- Instruction
Format the entries from the line with "Can you find the pink" up to and including the line with "pixel 495 271" as a two-column CSV headed text and answer. Give one row per entry with each field quoted, replace line breaks with spaces, and leave out the pictures.

- Given records
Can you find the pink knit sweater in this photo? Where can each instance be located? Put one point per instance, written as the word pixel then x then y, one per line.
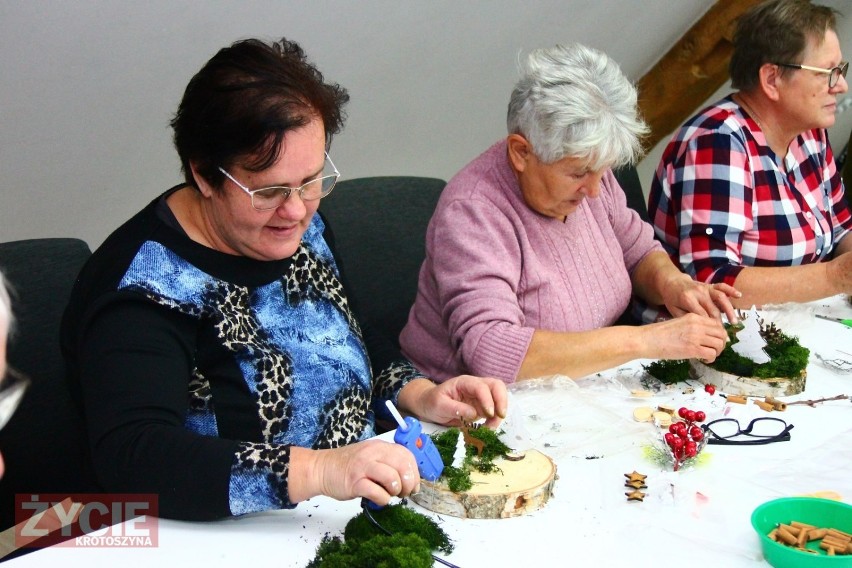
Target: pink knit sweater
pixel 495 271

* * *

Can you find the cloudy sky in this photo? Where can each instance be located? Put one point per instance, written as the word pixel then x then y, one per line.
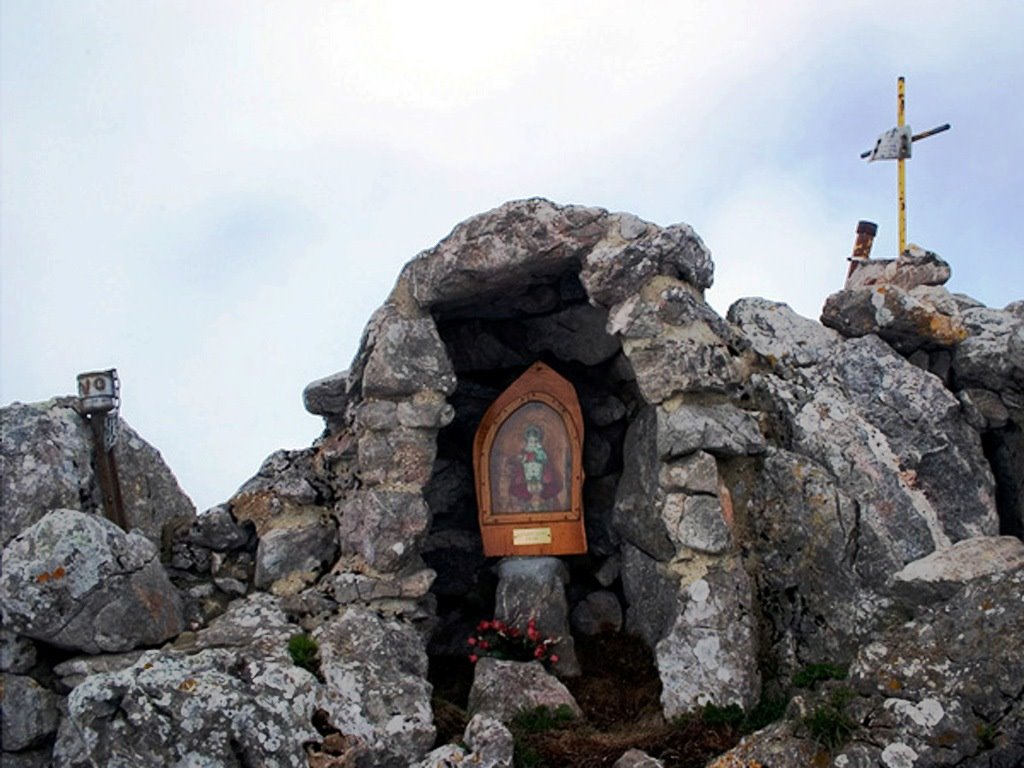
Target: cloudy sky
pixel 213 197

- Task response
text,answer
"Can you find the pink knit sweater in this photo? Where can each instance be located? Put one point per instance, written as the word pixel then x then y, one per line. Target: pink knit sweater","pixel 495 271"